(Source data)
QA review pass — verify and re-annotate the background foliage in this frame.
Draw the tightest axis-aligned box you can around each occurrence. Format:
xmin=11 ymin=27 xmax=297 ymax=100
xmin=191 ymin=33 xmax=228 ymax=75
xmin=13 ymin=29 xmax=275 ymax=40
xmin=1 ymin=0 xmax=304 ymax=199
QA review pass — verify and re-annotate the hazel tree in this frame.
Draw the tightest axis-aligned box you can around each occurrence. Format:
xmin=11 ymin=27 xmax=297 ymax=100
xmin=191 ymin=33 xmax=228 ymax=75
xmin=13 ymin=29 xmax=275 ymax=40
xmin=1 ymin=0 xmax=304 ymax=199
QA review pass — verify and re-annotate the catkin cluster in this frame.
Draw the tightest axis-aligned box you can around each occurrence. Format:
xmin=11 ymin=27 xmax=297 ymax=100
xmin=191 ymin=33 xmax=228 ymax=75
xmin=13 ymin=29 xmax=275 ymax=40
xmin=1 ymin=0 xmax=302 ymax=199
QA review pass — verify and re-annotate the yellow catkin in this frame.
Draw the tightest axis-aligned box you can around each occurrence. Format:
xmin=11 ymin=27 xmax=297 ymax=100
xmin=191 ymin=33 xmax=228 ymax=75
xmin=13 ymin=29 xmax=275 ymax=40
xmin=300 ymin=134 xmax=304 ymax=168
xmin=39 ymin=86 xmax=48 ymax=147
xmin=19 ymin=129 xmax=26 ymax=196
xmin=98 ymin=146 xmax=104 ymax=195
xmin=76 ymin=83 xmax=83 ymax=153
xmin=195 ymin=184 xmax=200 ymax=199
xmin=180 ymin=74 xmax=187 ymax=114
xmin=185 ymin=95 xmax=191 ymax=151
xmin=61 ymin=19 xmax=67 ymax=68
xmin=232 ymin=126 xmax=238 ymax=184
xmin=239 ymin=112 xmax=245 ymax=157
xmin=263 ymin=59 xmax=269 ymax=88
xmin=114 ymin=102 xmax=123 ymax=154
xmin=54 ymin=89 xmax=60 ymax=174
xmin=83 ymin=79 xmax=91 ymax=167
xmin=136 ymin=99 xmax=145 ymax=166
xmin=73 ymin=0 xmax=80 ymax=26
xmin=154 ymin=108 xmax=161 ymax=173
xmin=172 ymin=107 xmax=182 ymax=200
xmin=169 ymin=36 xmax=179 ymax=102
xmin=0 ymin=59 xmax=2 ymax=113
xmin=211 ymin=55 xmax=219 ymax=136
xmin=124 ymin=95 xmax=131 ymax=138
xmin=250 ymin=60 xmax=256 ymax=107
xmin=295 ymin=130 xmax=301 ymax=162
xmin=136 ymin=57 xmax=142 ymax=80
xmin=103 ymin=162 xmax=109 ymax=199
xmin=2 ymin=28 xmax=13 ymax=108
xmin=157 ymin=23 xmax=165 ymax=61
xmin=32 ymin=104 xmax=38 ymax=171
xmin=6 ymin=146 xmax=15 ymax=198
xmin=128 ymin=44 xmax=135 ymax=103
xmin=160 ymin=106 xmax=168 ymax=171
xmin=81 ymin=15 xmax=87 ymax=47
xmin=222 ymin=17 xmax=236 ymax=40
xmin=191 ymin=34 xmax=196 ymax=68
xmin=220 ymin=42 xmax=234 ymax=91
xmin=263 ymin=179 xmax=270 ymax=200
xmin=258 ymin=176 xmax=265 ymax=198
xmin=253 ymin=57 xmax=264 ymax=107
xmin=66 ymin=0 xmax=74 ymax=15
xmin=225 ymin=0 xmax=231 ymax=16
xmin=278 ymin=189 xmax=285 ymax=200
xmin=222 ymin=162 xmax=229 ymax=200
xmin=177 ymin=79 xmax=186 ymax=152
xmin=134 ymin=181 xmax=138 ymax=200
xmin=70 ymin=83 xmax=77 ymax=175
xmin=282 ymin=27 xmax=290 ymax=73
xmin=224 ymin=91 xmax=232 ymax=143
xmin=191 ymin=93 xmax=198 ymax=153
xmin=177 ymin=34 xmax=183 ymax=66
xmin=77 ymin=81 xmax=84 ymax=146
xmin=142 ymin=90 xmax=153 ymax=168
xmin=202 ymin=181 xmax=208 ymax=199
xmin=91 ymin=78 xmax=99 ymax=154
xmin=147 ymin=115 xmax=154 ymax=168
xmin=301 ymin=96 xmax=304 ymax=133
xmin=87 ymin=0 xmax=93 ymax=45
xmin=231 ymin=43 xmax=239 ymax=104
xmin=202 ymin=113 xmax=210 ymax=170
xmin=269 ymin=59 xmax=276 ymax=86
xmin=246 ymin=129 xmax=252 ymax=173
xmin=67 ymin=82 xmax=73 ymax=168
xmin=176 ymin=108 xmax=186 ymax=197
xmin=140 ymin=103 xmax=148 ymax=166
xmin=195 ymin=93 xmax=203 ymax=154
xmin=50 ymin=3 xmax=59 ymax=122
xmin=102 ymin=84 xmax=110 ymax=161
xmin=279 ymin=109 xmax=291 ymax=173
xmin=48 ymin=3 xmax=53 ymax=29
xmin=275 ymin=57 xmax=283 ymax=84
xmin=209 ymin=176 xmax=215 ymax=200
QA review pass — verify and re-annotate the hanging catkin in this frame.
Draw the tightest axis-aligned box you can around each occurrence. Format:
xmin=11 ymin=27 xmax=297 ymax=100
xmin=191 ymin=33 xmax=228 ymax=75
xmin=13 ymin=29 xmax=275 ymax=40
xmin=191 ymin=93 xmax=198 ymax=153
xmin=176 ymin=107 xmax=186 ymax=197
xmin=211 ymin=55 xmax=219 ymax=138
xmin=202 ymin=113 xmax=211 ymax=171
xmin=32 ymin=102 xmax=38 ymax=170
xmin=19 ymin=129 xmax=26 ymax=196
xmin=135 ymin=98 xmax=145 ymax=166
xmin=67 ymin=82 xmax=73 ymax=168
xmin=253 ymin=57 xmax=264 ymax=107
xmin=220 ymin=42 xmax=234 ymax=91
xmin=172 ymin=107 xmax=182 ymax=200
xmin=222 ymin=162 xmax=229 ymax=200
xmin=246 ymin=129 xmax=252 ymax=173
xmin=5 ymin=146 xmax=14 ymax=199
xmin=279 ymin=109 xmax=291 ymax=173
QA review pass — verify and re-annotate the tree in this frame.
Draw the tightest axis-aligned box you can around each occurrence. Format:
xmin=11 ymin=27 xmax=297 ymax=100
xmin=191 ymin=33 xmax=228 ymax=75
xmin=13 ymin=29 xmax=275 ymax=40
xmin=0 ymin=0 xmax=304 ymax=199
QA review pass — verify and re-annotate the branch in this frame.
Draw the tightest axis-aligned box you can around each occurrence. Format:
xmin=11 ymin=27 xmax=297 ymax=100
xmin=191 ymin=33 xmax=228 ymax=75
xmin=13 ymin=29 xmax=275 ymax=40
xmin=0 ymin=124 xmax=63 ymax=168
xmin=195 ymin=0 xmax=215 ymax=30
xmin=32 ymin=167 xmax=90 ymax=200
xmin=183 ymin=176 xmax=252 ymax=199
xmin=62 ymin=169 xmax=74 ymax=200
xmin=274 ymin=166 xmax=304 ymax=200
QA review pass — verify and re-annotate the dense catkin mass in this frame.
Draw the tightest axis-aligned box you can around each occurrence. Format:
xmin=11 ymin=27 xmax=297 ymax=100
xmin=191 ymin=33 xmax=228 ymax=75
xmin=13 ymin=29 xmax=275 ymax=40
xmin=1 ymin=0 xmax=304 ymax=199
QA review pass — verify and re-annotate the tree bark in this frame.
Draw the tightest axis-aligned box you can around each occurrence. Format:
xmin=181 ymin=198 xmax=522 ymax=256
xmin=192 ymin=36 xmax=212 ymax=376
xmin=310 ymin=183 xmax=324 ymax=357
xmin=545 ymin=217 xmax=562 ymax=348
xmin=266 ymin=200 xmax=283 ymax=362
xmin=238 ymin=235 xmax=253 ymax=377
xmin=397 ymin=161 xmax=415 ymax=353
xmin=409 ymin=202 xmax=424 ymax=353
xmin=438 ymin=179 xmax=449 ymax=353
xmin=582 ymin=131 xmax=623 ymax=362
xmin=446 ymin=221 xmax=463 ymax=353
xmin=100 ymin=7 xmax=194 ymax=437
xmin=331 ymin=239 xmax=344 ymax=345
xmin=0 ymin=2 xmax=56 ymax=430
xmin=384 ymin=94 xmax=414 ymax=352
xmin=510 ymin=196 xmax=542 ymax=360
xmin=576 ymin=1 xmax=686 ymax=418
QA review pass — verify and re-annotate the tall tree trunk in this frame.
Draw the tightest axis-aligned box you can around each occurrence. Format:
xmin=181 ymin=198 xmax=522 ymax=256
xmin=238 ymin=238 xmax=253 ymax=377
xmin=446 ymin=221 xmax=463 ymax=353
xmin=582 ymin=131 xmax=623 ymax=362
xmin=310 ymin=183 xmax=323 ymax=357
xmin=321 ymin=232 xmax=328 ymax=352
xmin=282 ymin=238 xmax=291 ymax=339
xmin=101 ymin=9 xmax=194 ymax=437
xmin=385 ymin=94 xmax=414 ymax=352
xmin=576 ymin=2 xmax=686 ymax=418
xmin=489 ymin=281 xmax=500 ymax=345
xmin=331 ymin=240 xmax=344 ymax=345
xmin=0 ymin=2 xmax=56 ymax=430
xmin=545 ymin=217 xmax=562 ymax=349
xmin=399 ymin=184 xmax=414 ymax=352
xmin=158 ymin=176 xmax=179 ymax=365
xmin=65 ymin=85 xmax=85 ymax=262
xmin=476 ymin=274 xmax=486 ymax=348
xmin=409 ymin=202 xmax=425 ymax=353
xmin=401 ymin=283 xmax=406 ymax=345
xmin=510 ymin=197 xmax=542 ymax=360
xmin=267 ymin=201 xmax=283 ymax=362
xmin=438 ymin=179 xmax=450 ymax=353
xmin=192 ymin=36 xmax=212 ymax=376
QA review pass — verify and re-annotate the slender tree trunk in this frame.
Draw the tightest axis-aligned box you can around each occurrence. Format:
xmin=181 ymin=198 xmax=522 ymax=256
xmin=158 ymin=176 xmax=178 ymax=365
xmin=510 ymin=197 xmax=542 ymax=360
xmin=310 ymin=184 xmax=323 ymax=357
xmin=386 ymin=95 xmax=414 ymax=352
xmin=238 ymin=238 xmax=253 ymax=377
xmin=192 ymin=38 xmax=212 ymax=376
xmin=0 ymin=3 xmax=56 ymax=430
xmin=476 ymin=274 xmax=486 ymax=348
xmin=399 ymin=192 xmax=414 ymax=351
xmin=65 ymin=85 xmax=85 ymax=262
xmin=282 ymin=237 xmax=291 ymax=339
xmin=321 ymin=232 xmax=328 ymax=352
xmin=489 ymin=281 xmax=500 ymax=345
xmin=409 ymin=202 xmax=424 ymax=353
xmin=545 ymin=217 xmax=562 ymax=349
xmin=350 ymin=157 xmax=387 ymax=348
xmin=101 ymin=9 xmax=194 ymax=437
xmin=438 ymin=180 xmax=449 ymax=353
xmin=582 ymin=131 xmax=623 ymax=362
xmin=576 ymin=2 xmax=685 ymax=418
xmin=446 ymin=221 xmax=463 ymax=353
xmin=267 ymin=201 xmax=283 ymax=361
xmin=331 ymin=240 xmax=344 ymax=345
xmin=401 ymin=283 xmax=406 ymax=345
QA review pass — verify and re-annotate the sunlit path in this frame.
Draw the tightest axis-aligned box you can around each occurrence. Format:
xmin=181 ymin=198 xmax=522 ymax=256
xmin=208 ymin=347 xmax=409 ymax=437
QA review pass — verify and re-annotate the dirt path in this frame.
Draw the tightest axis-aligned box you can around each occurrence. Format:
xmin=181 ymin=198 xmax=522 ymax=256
(End Source data)
» **What to do**: Return the lines above that include the string "trunk".

» **Answer section**:
QA review pass — verify and re-annotate the tall tree trunk in this frame.
QA review pass — verify and re-annotate the slender tree trunk in this frame.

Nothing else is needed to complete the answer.